**Your assignment**
Your copy should begin at the line containing "Target: buffalo ear" and end at the last line of the records below, matching each line exactly and leaving out pictures.

[Photo-based referring expression data]

- - - - - - -

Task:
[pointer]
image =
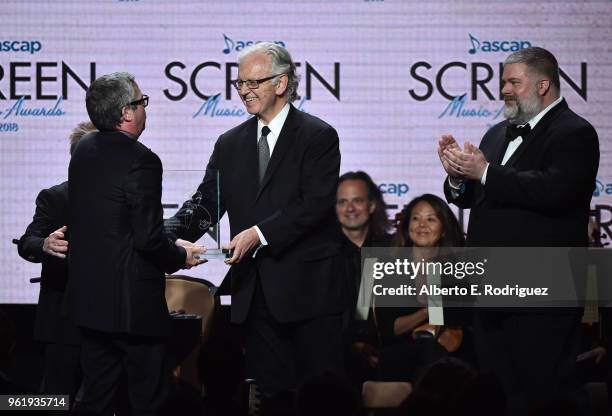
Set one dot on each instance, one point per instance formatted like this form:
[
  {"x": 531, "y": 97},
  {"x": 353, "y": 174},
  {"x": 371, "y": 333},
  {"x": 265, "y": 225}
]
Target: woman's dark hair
[
  {"x": 379, "y": 222},
  {"x": 452, "y": 235}
]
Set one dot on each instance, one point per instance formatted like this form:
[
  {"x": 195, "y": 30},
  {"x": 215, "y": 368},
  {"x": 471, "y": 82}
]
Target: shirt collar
[
  {"x": 276, "y": 125},
  {"x": 532, "y": 123}
]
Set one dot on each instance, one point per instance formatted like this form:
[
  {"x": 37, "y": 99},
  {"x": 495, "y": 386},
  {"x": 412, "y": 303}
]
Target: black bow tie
[{"x": 513, "y": 131}]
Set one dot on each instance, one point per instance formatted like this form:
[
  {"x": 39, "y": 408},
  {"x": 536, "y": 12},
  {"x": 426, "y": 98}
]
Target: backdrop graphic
[{"x": 390, "y": 76}]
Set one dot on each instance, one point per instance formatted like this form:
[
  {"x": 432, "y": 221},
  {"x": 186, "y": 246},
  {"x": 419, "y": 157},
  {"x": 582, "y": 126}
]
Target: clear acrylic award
[{"x": 192, "y": 209}]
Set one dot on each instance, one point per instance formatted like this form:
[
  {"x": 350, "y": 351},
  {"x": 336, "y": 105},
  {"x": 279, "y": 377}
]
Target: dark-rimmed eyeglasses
[
  {"x": 144, "y": 101},
  {"x": 252, "y": 84}
]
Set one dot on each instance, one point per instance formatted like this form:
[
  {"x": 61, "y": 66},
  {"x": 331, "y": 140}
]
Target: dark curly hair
[
  {"x": 379, "y": 222},
  {"x": 452, "y": 235}
]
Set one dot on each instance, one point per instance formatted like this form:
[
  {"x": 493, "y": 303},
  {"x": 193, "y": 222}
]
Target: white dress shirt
[{"x": 275, "y": 126}]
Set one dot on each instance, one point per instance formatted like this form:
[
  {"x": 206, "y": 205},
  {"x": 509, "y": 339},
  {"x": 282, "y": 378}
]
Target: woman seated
[{"x": 408, "y": 342}]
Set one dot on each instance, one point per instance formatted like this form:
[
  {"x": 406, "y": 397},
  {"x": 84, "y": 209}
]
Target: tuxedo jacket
[
  {"x": 300, "y": 267},
  {"x": 51, "y": 213},
  {"x": 118, "y": 250},
  {"x": 541, "y": 196}
]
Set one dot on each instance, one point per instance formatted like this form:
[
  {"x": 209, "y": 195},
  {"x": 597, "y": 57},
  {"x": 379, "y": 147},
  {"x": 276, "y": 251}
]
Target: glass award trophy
[{"x": 192, "y": 209}]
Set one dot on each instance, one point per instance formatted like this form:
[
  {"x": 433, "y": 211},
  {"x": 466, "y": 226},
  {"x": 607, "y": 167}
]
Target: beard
[{"x": 522, "y": 110}]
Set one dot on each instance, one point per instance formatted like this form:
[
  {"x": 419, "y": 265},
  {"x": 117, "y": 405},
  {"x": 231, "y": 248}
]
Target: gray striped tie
[{"x": 264, "y": 152}]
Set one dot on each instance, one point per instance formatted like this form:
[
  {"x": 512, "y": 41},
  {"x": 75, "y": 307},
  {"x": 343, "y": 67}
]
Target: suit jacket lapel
[
  {"x": 538, "y": 130},
  {"x": 248, "y": 147},
  {"x": 499, "y": 146},
  {"x": 283, "y": 144}
]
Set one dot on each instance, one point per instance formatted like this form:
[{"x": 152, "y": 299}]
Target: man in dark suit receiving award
[
  {"x": 529, "y": 184},
  {"x": 43, "y": 242},
  {"x": 119, "y": 252},
  {"x": 278, "y": 174}
]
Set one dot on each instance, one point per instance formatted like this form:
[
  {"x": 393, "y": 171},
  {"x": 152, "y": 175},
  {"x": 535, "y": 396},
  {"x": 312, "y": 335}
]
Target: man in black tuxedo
[
  {"x": 278, "y": 175},
  {"x": 44, "y": 242},
  {"x": 529, "y": 184},
  {"x": 119, "y": 252}
]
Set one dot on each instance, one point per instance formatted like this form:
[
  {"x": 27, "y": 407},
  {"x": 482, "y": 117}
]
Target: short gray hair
[
  {"x": 107, "y": 96},
  {"x": 539, "y": 61},
  {"x": 281, "y": 64},
  {"x": 79, "y": 131}
]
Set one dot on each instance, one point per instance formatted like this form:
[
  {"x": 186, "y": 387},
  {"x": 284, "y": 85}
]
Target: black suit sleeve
[
  {"x": 319, "y": 178},
  {"x": 44, "y": 223},
  {"x": 570, "y": 167},
  {"x": 464, "y": 199},
  {"x": 205, "y": 207},
  {"x": 143, "y": 193}
]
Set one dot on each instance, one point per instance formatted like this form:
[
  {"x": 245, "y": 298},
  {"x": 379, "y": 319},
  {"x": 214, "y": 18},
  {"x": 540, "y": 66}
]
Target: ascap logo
[
  {"x": 398, "y": 189},
  {"x": 496, "y": 45},
  {"x": 238, "y": 45},
  {"x": 31, "y": 46}
]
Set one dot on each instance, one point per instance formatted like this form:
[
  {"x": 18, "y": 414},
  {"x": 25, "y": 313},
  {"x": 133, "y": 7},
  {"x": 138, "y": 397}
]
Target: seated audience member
[
  {"x": 361, "y": 211},
  {"x": 45, "y": 242},
  {"x": 427, "y": 223}
]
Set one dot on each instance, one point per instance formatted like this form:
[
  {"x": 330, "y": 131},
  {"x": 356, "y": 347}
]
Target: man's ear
[
  {"x": 281, "y": 87},
  {"x": 127, "y": 114},
  {"x": 542, "y": 87}
]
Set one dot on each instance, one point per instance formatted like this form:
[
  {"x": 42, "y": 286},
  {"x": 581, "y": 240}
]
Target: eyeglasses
[
  {"x": 144, "y": 101},
  {"x": 252, "y": 84}
]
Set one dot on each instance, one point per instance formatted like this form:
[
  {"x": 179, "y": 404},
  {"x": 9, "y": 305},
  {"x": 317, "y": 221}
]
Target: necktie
[
  {"x": 263, "y": 151},
  {"x": 513, "y": 131}
]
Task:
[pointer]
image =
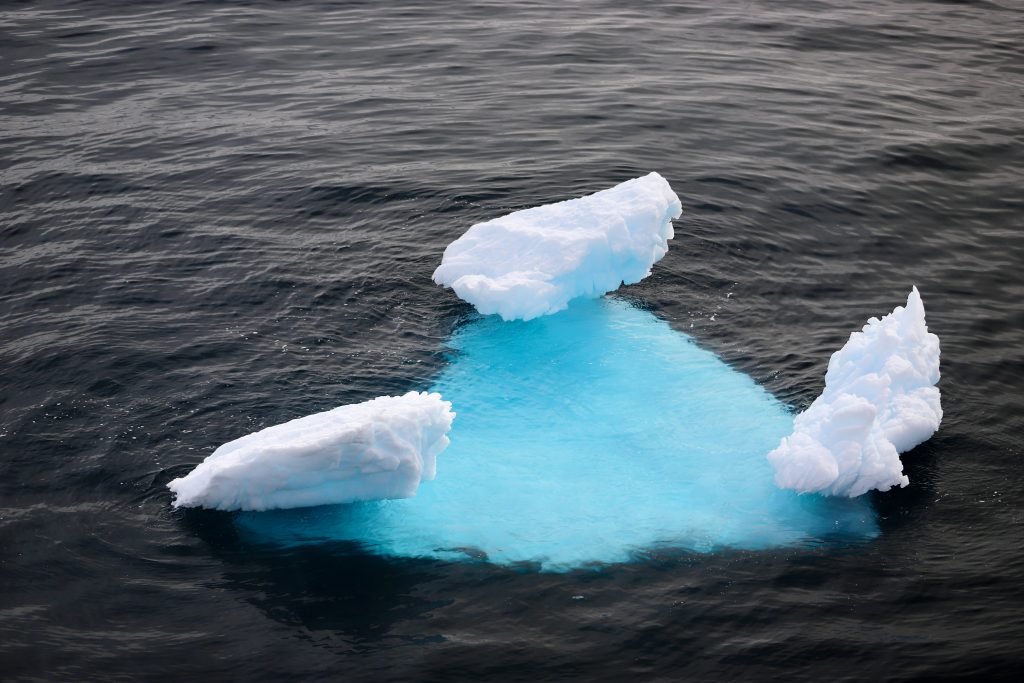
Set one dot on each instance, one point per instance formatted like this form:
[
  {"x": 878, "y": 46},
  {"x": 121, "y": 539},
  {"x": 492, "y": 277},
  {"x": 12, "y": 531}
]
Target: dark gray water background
[{"x": 218, "y": 216}]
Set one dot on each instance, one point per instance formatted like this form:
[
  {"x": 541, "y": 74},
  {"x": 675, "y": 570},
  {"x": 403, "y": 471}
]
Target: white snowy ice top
[
  {"x": 375, "y": 450},
  {"x": 532, "y": 262},
  {"x": 879, "y": 400}
]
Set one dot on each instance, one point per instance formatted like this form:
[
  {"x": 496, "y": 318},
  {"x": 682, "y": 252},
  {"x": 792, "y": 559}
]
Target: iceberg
[
  {"x": 599, "y": 434},
  {"x": 532, "y": 262},
  {"x": 380, "y": 449},
  {"x": 880, "y": 400}
]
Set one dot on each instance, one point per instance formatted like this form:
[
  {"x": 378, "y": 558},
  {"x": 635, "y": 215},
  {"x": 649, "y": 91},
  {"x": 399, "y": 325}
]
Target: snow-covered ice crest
[
  {"x": 880, "y": 400},
  {"x": 375, "y": 450},
  {"x": 532, "y": 262}
]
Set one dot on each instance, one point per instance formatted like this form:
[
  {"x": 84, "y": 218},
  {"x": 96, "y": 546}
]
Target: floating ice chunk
[
  {"x": 375, "y": 450},
  {"x": 532, "y": 262},
  {"x": 596, "y": 434},
  {"x": 880, "y": 400}
]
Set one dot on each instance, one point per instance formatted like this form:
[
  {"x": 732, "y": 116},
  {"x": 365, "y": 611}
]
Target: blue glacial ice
[
  {"x": 880, "y": 400},
  {"x": 588, "y": 436},
  {"x": 378, "y": 449},
  {"x": 534, "y": 262}
]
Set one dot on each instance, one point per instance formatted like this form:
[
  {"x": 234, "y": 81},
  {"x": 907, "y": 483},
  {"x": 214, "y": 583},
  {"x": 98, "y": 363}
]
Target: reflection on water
[{"x": 592, "y": 435}]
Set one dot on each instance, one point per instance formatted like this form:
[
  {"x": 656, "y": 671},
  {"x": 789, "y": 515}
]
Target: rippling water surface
[{"x": 215, "y": 217}]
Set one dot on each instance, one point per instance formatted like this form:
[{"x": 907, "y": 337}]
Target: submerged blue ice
[{"x": 596, "y": 434}]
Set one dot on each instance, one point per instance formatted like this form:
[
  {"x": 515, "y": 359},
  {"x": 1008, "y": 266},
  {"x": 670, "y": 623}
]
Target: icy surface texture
[
  {"x": 380, "y": 449},
  {"x": 532, "y": 262},
  {"x": 597, "y": 434},
  {"x": 880, "y": 400}
]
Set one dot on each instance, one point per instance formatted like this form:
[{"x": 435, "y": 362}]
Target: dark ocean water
[{"x": 216, "y": 216}]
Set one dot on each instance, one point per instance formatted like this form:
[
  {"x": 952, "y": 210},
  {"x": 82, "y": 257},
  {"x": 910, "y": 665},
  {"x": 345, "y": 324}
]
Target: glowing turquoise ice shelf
[{"x": 591, "y": 435}]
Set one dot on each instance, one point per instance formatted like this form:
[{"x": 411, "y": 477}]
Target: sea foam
[
  {"x": 534, "y": 262},
  {"x": 880, "y": 400}
]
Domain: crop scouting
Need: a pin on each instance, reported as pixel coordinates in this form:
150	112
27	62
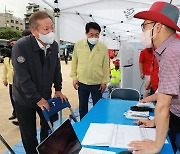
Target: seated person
115	75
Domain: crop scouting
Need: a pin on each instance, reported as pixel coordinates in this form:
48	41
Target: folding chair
56	105
7	145
125	94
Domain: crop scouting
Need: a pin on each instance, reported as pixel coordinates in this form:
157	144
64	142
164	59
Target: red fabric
111	53
155	14
154	70
178	35
145	58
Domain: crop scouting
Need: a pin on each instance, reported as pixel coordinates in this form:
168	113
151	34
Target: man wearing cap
159	30
115	76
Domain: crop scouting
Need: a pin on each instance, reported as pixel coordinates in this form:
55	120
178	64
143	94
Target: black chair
125	94
7	145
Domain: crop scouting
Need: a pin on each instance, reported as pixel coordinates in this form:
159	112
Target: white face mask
146	38
93	40
48	38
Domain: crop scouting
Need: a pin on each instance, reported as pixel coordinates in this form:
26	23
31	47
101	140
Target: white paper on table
98	134
137	114
148	104
118	136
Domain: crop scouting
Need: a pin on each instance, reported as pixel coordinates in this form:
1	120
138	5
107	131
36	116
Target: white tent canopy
114	16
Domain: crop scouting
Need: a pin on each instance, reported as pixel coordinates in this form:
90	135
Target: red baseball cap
162	12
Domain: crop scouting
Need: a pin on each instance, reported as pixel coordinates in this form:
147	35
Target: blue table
109	111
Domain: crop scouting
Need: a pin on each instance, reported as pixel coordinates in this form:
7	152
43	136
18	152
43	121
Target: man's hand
145	123
5	83
43	104
142	76
102	87
75	84
144	146
60	95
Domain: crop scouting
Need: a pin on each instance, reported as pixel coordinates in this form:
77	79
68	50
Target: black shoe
15	123
12	117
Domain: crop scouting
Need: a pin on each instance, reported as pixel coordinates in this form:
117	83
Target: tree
9	33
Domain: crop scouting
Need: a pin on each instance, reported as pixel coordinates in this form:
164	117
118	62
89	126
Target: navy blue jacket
34	74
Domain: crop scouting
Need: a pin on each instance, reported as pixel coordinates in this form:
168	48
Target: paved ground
11	132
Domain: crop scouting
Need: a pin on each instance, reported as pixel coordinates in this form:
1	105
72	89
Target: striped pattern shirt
168	56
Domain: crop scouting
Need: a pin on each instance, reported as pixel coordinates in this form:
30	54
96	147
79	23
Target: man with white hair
159	30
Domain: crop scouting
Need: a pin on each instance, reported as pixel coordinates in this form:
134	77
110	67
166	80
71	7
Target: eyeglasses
143	25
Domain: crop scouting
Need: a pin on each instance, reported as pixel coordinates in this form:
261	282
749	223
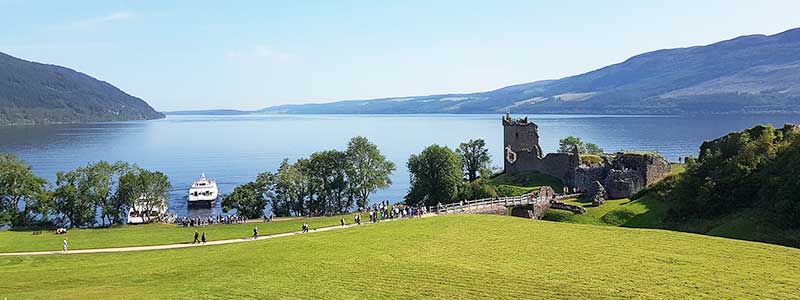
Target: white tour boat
203	191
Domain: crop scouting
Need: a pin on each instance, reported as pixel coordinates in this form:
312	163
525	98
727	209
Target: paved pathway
187	245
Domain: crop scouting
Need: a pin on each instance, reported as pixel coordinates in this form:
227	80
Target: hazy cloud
96	21
258	52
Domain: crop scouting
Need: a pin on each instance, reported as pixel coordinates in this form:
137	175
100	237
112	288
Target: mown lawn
151	234
449	257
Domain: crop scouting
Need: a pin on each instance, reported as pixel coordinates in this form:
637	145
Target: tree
327	171
101	180
291	187
18	185
368	169
475	158
247	199
567	144
71	199
435	176
142	190
593	149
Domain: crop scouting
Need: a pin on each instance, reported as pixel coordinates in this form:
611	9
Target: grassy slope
649	212
152	234
525	182
451	257
646	212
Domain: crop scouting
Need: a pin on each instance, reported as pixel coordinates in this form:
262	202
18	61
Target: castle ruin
620	174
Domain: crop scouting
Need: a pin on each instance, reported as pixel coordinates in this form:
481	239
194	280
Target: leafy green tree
435	176
475	158
247	199
18	185
291	187
101	180
143	191
327	171
593	149
368	169
71	199
478	189
567	144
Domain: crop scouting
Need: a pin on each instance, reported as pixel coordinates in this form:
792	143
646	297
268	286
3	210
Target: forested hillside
34	93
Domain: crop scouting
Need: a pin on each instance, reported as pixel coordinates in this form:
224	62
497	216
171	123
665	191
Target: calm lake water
234	149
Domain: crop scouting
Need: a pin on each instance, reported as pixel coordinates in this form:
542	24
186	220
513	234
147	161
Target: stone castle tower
521	142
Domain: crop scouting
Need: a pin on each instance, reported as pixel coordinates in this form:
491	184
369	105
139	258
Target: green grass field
645	212
525	182
449	257
151	234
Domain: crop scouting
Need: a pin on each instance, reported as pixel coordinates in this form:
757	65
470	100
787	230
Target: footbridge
486	205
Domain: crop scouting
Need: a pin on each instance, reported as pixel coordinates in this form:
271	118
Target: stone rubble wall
622	174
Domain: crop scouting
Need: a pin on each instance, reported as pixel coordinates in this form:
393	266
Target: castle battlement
509	121
621	175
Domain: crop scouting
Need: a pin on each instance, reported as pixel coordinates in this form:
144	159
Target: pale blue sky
249	55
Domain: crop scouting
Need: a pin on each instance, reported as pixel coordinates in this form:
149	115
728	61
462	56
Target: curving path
189	245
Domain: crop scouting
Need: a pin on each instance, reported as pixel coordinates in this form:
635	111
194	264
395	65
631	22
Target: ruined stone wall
622	175
584	176
623	183
559	165
522	151
632	172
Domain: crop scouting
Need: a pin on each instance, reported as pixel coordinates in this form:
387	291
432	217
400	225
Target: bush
618	217
558	215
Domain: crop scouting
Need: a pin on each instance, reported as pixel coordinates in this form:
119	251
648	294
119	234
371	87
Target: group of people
203	221
202	239
382	211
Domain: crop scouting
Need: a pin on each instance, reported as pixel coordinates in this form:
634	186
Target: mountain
34	93
748	74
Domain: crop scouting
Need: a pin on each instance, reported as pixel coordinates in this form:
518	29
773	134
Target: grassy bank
451	257
516	184
150	234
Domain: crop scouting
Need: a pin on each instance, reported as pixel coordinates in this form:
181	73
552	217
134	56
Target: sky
185	55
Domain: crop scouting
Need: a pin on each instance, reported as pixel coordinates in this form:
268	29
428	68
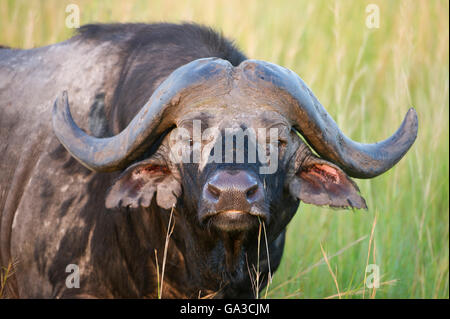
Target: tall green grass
367	79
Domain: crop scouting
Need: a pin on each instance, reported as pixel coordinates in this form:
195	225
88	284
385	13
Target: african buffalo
98	190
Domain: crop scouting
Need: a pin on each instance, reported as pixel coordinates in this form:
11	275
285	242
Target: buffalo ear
138	184
321	183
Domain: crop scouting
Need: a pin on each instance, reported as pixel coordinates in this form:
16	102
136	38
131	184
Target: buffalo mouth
233	220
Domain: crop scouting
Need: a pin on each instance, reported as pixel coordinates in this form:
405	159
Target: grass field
367	79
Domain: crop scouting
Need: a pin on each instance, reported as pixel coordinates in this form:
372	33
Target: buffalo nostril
251	192
214	191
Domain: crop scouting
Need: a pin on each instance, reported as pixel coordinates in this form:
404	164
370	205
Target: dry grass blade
269	278
360	291
331	271
6	273
169	232
257	263
320	262
157	273
368	253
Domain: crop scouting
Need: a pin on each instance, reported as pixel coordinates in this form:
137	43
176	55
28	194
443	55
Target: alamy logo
73	280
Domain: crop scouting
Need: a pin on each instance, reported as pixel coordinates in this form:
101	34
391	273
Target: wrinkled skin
53	209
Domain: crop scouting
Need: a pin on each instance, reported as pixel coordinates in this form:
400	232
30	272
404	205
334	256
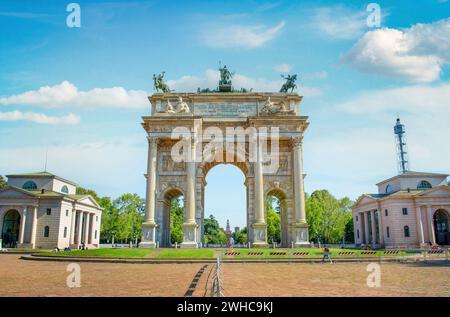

- - - - - - -

**Reply to the task**
Target: buffalo ear
138	184
321	183
Domain: crop scouting
Need: a pin on each instance, reported as pixel coordinates in this form:
16	102
136	38
131	184
Target: buffalo mouth
233	220
Domain: crop scouting
Need: a pin on each instance, reported as pixel coordinates in this form:
405	159
Target: grass field
367	79
Domain: crop scouting
Need: a pin on each instance, reported as pixel coordinates in this form:
372	33
Target: buffalo nostril
251	192
214	191
Domain: crop scouting
Need: a pin on each instance, reported as pixel coordinates in this form:
404	164
370	205
Target: dry grass blade
269	278
360	291
331	271
6	273
169	232
257	263
320	262
157	273
368	253
Domain: crop scouting
Need: a pin on each instance, reported as pixel coordinates in this form:
137	43
176	55
28	194
443	55
Target: alamy logo
73	280
Domain: crop scouting
Need: a pin on each instance, reported as pixel coordinates in this form:
101	34
391	273
Target: wrinkled skin
53	209
Domain: crop scouting
Need: a pin on each instance, reported as pixel coordinates in this form:
400	232
30	272
404	205
334	256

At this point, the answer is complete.